### 本文
——
[東京 28日 ロイター] - 国際通貨基金(IMF)は28日、アジアの経済成長率見通しを引き下げた。世界的な金融引き締めやウクライナ戦争を受けたインフレ加速、中国経済の急減速を背景に回復見通しが悪化した。
今年の成長率見通しは4.0%とし、4月の予想から0.9%ポイント下方修正。来年の見通しは4.3%で、こちらも0.8%ポイント引き下げた。昨年の成長率は6.5%だった。
IMFはアジア太平洋地域の経済見通しで、アジアのインフレは他地域と比べ依然抑制されているものの、大半の中央銀行はインフレ期待が高まらないよう利上げを継続する必要があると指摘した。
アジア太平洋局長のクリシュナ・スリニバーサン氏は「年初に見られたアジアの力強い景気回復は失速しつつあり、第2・四半期は予想より弱かった」と述べた。
——
### 課題 1
IMFのアジア経済見通しに関する記事について、次の問いに答えてください。
(a) 今年の成長率見通しは、4月の予想から何ポイント下方修正されましたか。
(b) 昨年のアジアの成長率は何%でしたか。
(c) クリシュナ・スリニバーサン氏の役職は何ですか。
### 課題 2
IMFのアジア経済見通しに関する記事から、回復見通しが悪化した背景として挙げられている要因をすべて書き出してください。
### 課題 3
IMFのアジア経済見通しに関する記事を、最後の文の後から書き継いでください。

[データセットに含まれるレコード]
——
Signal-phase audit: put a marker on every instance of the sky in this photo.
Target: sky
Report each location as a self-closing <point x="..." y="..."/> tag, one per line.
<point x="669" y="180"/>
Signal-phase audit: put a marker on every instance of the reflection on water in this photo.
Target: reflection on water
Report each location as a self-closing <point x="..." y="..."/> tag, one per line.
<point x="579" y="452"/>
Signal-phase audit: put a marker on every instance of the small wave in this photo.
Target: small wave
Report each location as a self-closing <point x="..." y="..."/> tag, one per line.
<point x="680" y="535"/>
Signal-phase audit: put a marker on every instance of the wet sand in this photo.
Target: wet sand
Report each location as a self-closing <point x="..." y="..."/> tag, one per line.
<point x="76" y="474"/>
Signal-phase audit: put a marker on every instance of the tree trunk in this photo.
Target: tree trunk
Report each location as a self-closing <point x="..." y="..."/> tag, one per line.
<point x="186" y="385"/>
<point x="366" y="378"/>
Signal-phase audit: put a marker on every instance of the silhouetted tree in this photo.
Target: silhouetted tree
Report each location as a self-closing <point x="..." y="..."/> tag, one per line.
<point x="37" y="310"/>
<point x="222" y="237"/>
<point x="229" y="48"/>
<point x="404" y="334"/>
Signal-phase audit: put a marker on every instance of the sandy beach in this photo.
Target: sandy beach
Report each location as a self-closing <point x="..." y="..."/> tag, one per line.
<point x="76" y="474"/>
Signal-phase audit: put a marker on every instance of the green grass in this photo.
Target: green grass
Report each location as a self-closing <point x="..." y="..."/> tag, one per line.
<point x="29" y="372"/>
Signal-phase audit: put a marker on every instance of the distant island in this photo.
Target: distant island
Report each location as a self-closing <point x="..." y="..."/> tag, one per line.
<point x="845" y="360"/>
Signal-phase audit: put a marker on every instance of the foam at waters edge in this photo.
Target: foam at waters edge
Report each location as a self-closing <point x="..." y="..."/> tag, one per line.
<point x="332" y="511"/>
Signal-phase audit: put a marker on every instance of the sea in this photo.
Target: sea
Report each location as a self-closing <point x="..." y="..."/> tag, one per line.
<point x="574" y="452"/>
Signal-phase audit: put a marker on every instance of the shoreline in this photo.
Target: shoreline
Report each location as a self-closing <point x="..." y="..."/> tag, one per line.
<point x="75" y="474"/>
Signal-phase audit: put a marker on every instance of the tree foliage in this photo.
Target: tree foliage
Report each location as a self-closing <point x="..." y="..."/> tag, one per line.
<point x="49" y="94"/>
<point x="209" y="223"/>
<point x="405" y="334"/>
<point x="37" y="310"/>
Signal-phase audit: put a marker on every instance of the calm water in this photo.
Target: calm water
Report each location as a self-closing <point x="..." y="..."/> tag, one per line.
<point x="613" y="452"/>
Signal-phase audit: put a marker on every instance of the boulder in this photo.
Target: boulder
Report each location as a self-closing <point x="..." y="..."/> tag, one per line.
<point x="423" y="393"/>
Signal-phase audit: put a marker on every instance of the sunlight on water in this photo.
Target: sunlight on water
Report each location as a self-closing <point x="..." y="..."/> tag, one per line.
——
### 解答欄 1
(a) 0.9%ポイント
(b) 6.5%
(c) アジア太平洋局長

### 解答欄 2
・世界的な金融引き締め
・ウクライナ戦争を受けたインフレ加速
・中国経済の急減速

### 解答欄 3
また「インフレが目標に回帰し、インフレ期待が引き続き十分に固定されるよう、追加金融引き締めが必要だ」とした。
報告書は、新型コロナウイルスのパンデミック(世界的大流行)の影響が薄れる中、アジア太平洋は世界的な金融引き締めと外需減速見通しという新たな向かい風に直面していると指摘。
特に大きな逆風として、厳格なコロナ規制や不動産部門の悪化を受けた中国の急速かつ広範な景気減速を挙げた。
「過去1年に債務不履行に陥る不動産開発業者が増加し、市場での資金調達は一層困難になっている」とし、不動産部門へのエクスポージャーの大きさを踏まえると、銀行システムへのリスクも高まっているとした。
中国の今年の成長見通しは3.2%と、4月の予想を1.2%ポイント下回った。昨年の成長率は8.1%だった。来年は4.4%、2024年は4.5%と見込んだ。
同国の厳しい新型コロナ抑制策は来年、段階的に解除されるとの見方を示した。不動産危機については早急な解決は予想しておらず、成長を支えるために包括的な方法で対処する必要があるとした。
スリニバーサン氏は「共産党大会が終わったので、これらの政策対応により注意が払われることを期待したい。だが不動産部門(の危機)の早期解決は望めず時間がかかるだろう」と述べた。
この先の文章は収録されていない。